PASSAGE DU TEXTE ->
Le poisson a besoin d'un milieu de vie sain et la Loi sur les pêches est dotée de grands pouvoirs environnementaux. Le MPO doit constamment composer avec des enjeux tels que la construction de barrages, de routes et de logements, et l'exploration minière ou pétrolière au large.

Récemment, les zones de protection marines (ZPM) ont suscité de l'intérêt. La Loi sur les océans les régit. Le MPO en a constitué une et en examine d'autres. Si les ZPM peuvent aider, leur efficacité dépend toujours des activités avoisinantes; plusieurs espèces de poissons sont de grands migrateurs.

L'idée d'adopter une « approche écosystémique » est également populaire. Toutefois, les scientifiques commencent tout juste à comprendre le vrai sens de cette expression, en raison de la complexité de l'écosystème.

Certains préconisent de nouveaux efforts pour élaborer une « éthique de la conservation » chez les utilisateurs de la ressource. Le MPO a rarement entrepris de grandes campagnes publiques de conservation. Cependant, il encourage la conception et l'utilisation d'engins de pêche sélectifs. Il remet des prix et lance des messages en faveur d'une pêche responsable. L'industrie et le gouvernement ont élaboré ensemble le Code de conduite pour une pêche responsable. Il s'agit de savoir si c'est suffisant.

En général, l'industrie des pêches et la population canadienne peuvent-elles compter sur des stocks fiables dans le futur? Malgré les progrès réalisés dans l'efficacité de la science et de la gestion, le partage des responsabilités avec l'industrie et la sensibilisation à la conservation, des risques demeurent. Même le meilleur système n'offre aucune garantie contre les facteurs écologiques.

Les perspectives s'amélioreront si et quand la capacité de la flottille de la côte est correspondra à la ressource (actuellement, la surcapacité demeure malgré une certaine réduction de la flottille), et si on impose des limites raisonnables à la quantité et à la taille des captures.

(Lignes de données)

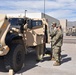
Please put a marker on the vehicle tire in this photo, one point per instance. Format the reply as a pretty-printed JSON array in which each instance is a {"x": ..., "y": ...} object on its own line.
[
  {"x": 15, "y": 58},
  {"x": 40, "y": 52}
]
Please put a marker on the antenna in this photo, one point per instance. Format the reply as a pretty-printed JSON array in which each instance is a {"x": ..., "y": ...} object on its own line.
[
  {"x": 44, "y": 8},
  {"x": 25, "y": 12}
]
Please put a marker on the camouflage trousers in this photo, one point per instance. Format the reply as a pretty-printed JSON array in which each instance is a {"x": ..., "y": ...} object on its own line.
[
  {"x": 57, "y": 53},
  {"x": 39, "y": 51}
]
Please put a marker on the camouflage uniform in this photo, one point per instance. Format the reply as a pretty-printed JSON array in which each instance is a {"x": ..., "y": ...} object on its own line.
[
  {"x": 57, "y": 43},
  {"x": 53, "y": 34}
]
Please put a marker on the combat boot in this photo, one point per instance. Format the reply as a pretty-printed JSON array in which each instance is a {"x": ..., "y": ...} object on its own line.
[{"x": 56, "y": 63}]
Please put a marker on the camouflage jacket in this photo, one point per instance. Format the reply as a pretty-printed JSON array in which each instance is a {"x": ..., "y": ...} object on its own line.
[{"x": 58, "y": 39}]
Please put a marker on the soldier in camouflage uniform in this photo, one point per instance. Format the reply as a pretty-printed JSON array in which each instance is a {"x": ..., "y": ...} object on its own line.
[
  {"x": 57, "y": 43},
  {"x": 53, "y": 34}
]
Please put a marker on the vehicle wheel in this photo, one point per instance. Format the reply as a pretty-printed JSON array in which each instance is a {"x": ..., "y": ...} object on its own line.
[
  {"x": 40, "y": 52},
  {"x": 15, "y": 58}
]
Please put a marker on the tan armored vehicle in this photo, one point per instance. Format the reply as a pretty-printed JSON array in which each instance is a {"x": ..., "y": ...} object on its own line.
[{"x": 17, "y": 35}]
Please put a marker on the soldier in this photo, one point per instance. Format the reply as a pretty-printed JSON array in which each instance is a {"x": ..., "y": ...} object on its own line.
[
  {"x": 58, "y": 40},
  {"x": 53, "y": 34}
]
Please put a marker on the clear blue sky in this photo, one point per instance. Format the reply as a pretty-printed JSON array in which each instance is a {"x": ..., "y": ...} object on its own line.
[{"x": 60, "y": 9}]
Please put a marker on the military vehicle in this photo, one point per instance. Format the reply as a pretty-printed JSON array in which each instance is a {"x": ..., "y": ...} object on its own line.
[{"x": 17, "y": 35}]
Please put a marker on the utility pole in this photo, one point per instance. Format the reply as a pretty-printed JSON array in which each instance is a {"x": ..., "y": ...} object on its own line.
[
  {"x": 44, "y": 8},
  {"x": 25, "y": 12}
]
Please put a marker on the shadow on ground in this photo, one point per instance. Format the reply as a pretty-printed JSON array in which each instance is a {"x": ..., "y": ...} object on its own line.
[{"x": 30, "y": 62}]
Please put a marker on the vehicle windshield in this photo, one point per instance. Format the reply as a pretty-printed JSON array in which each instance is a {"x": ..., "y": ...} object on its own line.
[
  {"x": 16, "y": 21},
  {"x": 36, "y": 23}
]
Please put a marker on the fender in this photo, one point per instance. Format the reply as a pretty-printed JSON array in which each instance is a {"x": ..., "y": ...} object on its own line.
[{"x": 11, "y": 37}]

EXERCICE ÉCRIT -> Prolongez le texte sur la gestion des pêches au Canada en reprenant juste après sa dernière phrase.

RÉPONSE À L'EXERCICE ->
IIIb. Une conservation et une protection de base

La Loi sur les pêches et d'autres lois accordent au MPO l'autorité de contrôler qui peut pêcher, quand, où, comment, quelle espèce et quelle quantité. Les règlements fédéraux visent également la transformation du poisson. Les provinces accordent des permis aux usines et contrôlent la plupart des autres aspects de la transformation.

Le MPO fait respecter les règlements de la pêche de l'Atlantique au moyen d'un corps de plusieurs centaines d'agents de pêche qui travaillent sur terre et dans des navires de patrouille, petits et grands. Ils font respecter des milliers de règlements différents. En outre, plusieurs pêches sont dotées de plans annuels détaillés établis par politique; idéalement, ils résultent de vastes consultations menées auprès de l'industrie et d'autres parties intéressées.

En tant que bien commun, les pêches ont toujours exigé beaucoup de contrôle. Les dépenses de mise en application des règlements sont considérables, même après les réductions gouvernementales des années 1990. La loi prévoit déjà des amendes importantes (même si les juges ne les imposent pas toujours) et le ministre peut retirer les permis.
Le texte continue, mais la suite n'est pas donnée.